# DIRECTIONS
Going down the data below, set down exactly the line with "Please place a point on the adult" and each line after it through the line with "Please place a point on the standing"; no other lines.

# MATERIAL FOR THIS EXERCISE
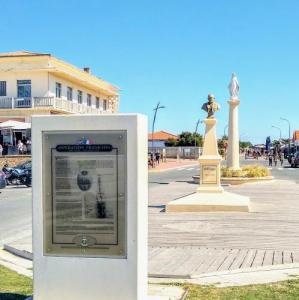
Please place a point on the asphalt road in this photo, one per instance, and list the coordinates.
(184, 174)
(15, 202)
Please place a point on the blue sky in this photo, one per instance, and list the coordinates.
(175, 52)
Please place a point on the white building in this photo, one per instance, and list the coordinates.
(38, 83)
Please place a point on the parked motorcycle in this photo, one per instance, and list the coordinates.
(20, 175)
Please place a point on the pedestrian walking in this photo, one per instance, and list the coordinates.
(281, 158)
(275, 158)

* * *

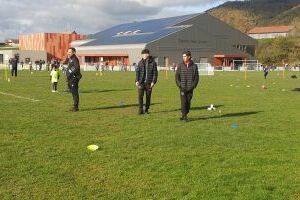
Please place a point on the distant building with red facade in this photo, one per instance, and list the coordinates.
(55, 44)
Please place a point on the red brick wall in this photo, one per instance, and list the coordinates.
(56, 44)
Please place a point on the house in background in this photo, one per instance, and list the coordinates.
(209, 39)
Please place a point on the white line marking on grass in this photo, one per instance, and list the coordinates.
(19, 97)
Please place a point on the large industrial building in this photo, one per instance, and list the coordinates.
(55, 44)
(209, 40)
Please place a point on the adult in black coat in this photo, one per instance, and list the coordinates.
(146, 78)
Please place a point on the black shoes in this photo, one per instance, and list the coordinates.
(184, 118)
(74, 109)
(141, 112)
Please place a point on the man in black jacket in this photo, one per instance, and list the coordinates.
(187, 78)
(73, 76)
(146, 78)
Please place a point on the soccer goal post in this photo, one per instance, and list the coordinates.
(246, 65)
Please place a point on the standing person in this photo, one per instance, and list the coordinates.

...

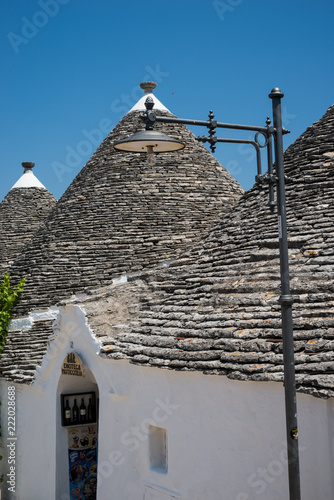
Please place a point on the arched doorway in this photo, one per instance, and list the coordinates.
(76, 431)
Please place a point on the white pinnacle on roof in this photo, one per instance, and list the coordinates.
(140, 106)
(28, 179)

# OUTPUT OF THE EXERCISE
Please place a point on the adult in black coat in this photo, one per instance, and list the coordinates.
(146, 78)
Please place a point on the black shoes in this photo, one per instance, and list the coordinates.
(184, 118)
(74, 109)
(141, 112)
Please place a point on the man in black jacket in this photo, one per instance, and list the coordinates.
(187, 78)
(73, 76)
(146, 78)
Please place a point on the soccer goal post in this photo, one per instance, and list the coordinates.
(246, 65)
Please place a point on the standing person in this photo, one per instance, and list the coordinates.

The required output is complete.